What the task requires: Rewrite the lines below with "bucket" swapped for "pail" and nothing else altered. Leave out the pictures.

Raw records:

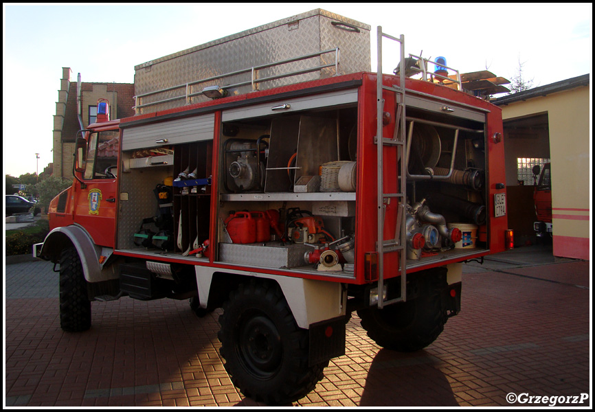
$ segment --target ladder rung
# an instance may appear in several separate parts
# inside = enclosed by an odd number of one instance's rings
[[[383,305],[390,305],[391,304],[396,304],[396,303],[402,302],[402,301],[403,301],[402,297],[397,297],[396,299],[392,299],[388,300],[388,301],[384,301],[383,302]]]
[[[386,146],[405,146],[405,142],[401,140],[394,140],[388,137],[384,137],[382,139],[382,144]]]
[[[382,197],[403,197],[402,193],[383,193]]]
[[[378,144],[378,138],[374,136],[374,144]],[[382,138],[382,144],[386,146],[405,146],[405,142],[401,140],[394,140],[393,139],[389,139],[388,137],[383,137]]]
[[[396,93],[401,93],[401,94],[405,93],[405,89],[401,89],[401,87],[390,87],[390,86],[385,86],[384,84],[383,84],[383,85],[382,85],[382,88],[383,88],[384,90],[390,90],[390,91],[394,91],[394,92],[396,92]]]

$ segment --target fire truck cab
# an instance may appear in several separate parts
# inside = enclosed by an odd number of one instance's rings
[[[462,262],[504,249],[502,122],[456,81],[405,71],[210,87],[82,130],[36,249],[60,265],[63,328],[124,296],[222,308],[232,381],[278,404],[344,354],[354,312],[383,347],[431,344],[460,310]]]

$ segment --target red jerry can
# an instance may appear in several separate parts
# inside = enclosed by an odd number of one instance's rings
[[[270,242],[271,220],[264,211],[251,211],[250,214],[256,220],[256,242]]]
[[[234,243],[256,242],[256,220],[249,212],[236,211],[225,219],[225,228]]]

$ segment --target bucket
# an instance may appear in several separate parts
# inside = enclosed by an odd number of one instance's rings
[[[471,223],[449,223],[449,229],[458,228],[462,233],[462,239],[455,243],[455,249],[472,249],[478,240],[478,227]]]
[[[256,220],[247,211],[238,211],[225,219],[225,228],[234,243],[256,242]]]

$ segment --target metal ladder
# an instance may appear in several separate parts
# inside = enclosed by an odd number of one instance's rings
[[[400,43],[401,45],[401,63],[400,67],[403,68],[399,73],[398,86],[385,86],[382,81],[382,39],[387,38],[394,40]],[[405,196],[406,188],[406,169],[405,159],[405,37],[403,34],[399,38],[393,37],[382,32],[382,27],[378,26],[377,29],[377,50],[378,50],[378,67],[377,76],[377,133],[375,141],[377,149],[378,160],[378,179],[377,179],[377,230],[378,240],[377,242],[377,252],[378,253],[378,308],[381,309],[383,306],[399,301],[405,301],[407,298],[407,273],[405,268],[405,216],[407,198]],[[395,101],[397,107],[397,115],[395,117],[394,134],[391,138],[384,137],[382,135],[382,119],[384,108],[384,100],[382,98],[383,91],[392,91],[395,93]],[[398,187],[401,190],[400,193],[383,193],[383,165],[385,161],[384,148],[393,146],[396,148],[396,159],[395,161],[398,164],[401,159],[401,165],[398,175],[395,177],[398,179]],[[396,217],[396,228],[395,231],[395,238],[390,240],[383,240],[384,215],[385,204],[390,203],[391,199],[396,200],[398,203]],[[384,285],[384,255],[385,253],[396,253],[398,254],[398,271],[401,274],[401,295],[392,299],[385,300],[385,286]]]

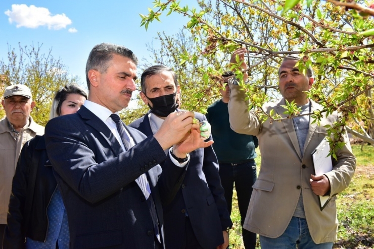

Complete response:
$ segment --target ladder rung
# an instance may appear in several separate parts
# inside = enclosed by an odd number of one instance's rings
[[[383,305],[390,305],[391,304],[396,304],[396,303],[402,302],[402,301],[403,301],[402,297],[397,297],[396,299],[392,299],[388,300],[388,301],[384,301],[383,302]]]
[[[386,146],[405,146],[405,142],[401,140],[394,140],[388,137],[384,137],[382,139],[382,144]]]
[[[382,197],[403,197],[402,193],[383,193]]]
[[[378,144],[378,138],[374,136],[374,144]],[[382,138],[382,144],[386,146],[405,146],[405,142],[401,140],[394,140],[393,139],[389,139],[388,137],[383,137]]]
[[[396,93],[401,93],[401,94],[405,93],[405,89],[401,89],[401,87],[390,87],[390,86],[385,86],[384,84],[383,84],[383,85],[382,85],[382,88],[383,88],[384,90],[390,90],[390,91],[394,91],[394,92],[396,92]]]

$ segment --target fire truck cab
# an instance may appear in several separate parts
# inside = enclosed by an odd number of one instance's rings
[[[462,262],[504,249],[502,122],[456,81],[405,71],[210,87],[82,130],[36,249],[60,265],[63,328],[124,296],[222,308],[232,381],[278,404],[344,354],[354,312],[383,347],[431,344],[460,310]]]

$ segment --target red jerry can
# an instance may appear in several separate parts
# inside = enclosed by an odd number of one instance's rings
[[[270,242],[271,220],[264,211],[251,211],[250,214],[256,220],[256,242]]]
[[[234,243],[256,242],[256,220],[249,212],[236,211],[225,219],[225,228]]]

$ segment --target pail
# an instance may appear in several separate parts
# inside = enclosed by an odd number of one instance's rings
[[[471,223],[449,223],[449,229],[458,228],[462,233],[462,239],[455,243],[455,249],[472,249],[478,240],[478,227]]]
[[[256,220],[247,211],[238,211],[225,219],[225,228],[234,243],[256,242]]]

$ segment --target metal ladder
# an instance may appear in several separate parts
# inside = enclosed by an odd number of one instance's rings
[[[400,43],[401,45],[401,63],[400,67],[403,68],[399,73],[398,86],[385,86],[382,81],[382,39],[387,38],[394,40]],[[405,196],[406,188],[406,169],[405,159],[405,37],[403,34],[399,38],[393,37],[382,32],[382,27],[378,26],[377,29],[377,50],[378,50],[378,67],[377,76],[377,133],[375,141],[377,149],[378,160],[378,179],[377,179],[377,230],[378,240],[377,242],[377,252],[378,253],[378,308],[381,309],[383,306],[399,301],[405,301],[407,298],[407,273],[405,268],[405,216],[407,198]],[[395,101],[397,107],[397,115],[395,117],[394,134],[391,138],[384,137],[382,135],[382,119],[384,108],[384,100],[382,98],[383,91],[392,91],[395,93]],[[398,187],[401,190],[400,193],[383,193],[383,165],[385,161],[384,148],[393,146],[396,148],[396,159],[395,161],[398,164],[401,159],[401,165],[398,175],[395,177],[398,179]],[[396,217],[396,228],[395,231],[395,238],[390,240],[383,240],[384,215],[385,204],[390,203],[391,199],[396,200],[398,203]],[[384,285],[384,255],[385,253],[396,253],[398,254],[398,271],[401,274],[401,295],[392,299],[385,300],[385,286]]]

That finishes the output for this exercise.